### EXERCISE OBJECTIVE
Identify every line in the entries below that contains the word "sock", and copy each such line in full.

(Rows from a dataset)
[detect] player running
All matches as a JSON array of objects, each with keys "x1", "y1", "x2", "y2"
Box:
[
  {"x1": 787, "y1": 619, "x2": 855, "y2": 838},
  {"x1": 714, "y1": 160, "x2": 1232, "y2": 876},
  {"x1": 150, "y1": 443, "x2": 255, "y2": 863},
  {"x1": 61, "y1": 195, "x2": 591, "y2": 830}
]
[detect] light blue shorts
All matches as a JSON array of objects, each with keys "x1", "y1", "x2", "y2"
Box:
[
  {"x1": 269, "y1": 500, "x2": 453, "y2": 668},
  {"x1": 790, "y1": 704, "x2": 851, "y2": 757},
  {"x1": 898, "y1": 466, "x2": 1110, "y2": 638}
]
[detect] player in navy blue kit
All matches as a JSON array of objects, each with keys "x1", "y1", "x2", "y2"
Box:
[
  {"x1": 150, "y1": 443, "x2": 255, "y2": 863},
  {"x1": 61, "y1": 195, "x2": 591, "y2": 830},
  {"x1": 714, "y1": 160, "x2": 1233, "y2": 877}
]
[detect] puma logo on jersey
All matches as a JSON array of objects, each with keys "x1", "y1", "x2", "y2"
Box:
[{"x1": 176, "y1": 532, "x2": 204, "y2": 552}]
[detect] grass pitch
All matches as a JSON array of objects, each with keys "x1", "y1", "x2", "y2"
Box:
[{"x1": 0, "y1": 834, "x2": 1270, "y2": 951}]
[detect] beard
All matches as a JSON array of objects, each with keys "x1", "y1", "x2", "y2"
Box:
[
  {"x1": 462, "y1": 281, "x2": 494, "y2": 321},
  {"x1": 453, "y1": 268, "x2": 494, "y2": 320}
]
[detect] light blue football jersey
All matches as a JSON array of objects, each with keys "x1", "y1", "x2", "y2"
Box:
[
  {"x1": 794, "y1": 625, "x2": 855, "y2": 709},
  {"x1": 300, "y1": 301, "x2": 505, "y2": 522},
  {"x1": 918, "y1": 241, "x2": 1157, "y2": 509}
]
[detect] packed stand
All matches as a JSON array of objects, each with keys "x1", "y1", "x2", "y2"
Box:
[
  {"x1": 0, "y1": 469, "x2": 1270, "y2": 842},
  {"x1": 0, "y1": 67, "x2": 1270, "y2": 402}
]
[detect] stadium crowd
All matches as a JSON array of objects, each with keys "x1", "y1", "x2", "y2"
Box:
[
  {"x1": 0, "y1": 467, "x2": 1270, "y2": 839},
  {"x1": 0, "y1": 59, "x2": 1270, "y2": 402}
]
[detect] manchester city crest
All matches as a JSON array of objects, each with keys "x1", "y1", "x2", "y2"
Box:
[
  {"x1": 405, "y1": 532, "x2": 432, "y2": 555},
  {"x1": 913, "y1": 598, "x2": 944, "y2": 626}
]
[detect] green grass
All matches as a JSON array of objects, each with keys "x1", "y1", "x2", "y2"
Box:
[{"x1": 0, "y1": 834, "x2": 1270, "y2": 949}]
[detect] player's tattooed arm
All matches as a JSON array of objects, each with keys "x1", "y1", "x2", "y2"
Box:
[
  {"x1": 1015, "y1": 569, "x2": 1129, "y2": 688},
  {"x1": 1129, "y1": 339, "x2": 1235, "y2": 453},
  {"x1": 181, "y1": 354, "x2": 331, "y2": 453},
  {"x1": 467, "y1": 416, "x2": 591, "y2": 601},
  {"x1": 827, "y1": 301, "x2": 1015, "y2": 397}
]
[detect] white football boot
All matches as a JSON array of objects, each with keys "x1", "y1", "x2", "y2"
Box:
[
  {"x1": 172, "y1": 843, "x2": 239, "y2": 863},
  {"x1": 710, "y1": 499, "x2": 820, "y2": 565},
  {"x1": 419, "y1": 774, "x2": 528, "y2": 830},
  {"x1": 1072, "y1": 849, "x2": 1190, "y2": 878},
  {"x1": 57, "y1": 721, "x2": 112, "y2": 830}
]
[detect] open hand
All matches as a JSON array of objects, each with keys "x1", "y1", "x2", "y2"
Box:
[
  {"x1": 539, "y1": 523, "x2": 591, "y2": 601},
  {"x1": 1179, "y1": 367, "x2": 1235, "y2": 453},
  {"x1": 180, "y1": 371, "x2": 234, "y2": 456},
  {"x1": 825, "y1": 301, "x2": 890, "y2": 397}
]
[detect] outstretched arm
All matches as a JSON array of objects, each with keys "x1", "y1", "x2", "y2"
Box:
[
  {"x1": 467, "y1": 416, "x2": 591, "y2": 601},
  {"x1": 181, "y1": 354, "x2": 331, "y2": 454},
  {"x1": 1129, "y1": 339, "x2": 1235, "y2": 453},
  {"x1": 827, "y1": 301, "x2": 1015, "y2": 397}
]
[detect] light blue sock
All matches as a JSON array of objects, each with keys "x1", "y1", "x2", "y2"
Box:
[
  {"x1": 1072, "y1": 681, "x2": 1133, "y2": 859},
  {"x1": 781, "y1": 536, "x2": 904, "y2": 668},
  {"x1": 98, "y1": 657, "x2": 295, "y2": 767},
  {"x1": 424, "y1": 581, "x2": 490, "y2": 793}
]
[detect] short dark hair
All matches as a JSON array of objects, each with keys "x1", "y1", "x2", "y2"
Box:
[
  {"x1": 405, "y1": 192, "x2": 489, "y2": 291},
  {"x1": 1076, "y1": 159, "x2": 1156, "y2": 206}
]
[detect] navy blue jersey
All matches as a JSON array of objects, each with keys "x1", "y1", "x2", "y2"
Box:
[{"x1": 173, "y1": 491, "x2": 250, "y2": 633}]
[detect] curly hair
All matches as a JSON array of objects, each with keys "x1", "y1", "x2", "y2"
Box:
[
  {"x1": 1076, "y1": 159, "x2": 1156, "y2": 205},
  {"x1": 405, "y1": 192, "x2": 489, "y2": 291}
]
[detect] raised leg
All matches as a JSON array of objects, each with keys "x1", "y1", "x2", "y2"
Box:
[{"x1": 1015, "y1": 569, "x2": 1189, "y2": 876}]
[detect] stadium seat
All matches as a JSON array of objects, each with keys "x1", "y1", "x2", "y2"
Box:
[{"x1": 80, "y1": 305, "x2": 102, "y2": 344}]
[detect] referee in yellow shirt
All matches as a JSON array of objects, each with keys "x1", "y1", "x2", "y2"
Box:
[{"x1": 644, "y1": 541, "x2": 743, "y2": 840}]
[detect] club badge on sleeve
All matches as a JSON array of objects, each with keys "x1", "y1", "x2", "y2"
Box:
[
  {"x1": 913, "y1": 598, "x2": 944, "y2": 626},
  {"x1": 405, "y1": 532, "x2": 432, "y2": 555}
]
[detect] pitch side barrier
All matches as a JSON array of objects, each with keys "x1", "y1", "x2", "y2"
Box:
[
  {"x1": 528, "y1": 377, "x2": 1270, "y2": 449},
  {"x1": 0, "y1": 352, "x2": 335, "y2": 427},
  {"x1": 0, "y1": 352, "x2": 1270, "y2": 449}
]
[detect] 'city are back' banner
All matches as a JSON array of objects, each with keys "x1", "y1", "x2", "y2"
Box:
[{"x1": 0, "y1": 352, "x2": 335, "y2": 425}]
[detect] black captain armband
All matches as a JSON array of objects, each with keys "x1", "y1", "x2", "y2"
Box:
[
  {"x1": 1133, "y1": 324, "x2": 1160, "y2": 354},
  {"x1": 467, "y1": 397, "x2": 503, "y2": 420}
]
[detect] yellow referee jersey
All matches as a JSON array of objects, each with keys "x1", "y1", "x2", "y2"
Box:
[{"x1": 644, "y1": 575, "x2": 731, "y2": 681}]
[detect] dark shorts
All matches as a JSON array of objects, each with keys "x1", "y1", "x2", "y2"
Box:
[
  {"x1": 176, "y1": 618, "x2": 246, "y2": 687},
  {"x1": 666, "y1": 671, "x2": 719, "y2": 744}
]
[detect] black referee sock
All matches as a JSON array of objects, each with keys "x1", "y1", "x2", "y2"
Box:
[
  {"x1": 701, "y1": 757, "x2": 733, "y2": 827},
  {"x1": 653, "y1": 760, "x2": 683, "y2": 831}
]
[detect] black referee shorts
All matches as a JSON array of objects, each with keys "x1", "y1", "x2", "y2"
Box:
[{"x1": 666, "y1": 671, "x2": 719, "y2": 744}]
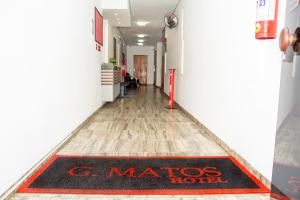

### RIGHT ANSWER
[detect] light blue sock
[detect] black referee sock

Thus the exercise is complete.